| Aim |
Reproduce every line of the material below, keeping each character unchanged.

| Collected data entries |
════════════════
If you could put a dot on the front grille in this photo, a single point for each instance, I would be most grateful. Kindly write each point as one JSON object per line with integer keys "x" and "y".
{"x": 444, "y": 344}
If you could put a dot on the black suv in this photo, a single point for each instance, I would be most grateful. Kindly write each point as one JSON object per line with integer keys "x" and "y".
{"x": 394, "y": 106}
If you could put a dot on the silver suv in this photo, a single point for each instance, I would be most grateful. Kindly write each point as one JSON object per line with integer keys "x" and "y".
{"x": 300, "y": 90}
════════════════
| Response below |
If you could put a dot on the front grille in this photo, a single point for each instance, I would be most grateful. Kindly write each point as one JSON object per line with integer keys "x" and "y".
{"x": 444, "y": 344}
If you could put a dot on the black suv in this photo, a single point for each instance, I would be most grateful. Kindly write each point as one JSON object per line with integer keys "x" and "y".
{"x": 394, "y": 106}
If you could put a dot on the silver suv in this photo, a single point for each instance, I would be most grateful. Kindly write each point as one JSON object per line with integer keys "x" and "y".
{"x": 300, "y": 90}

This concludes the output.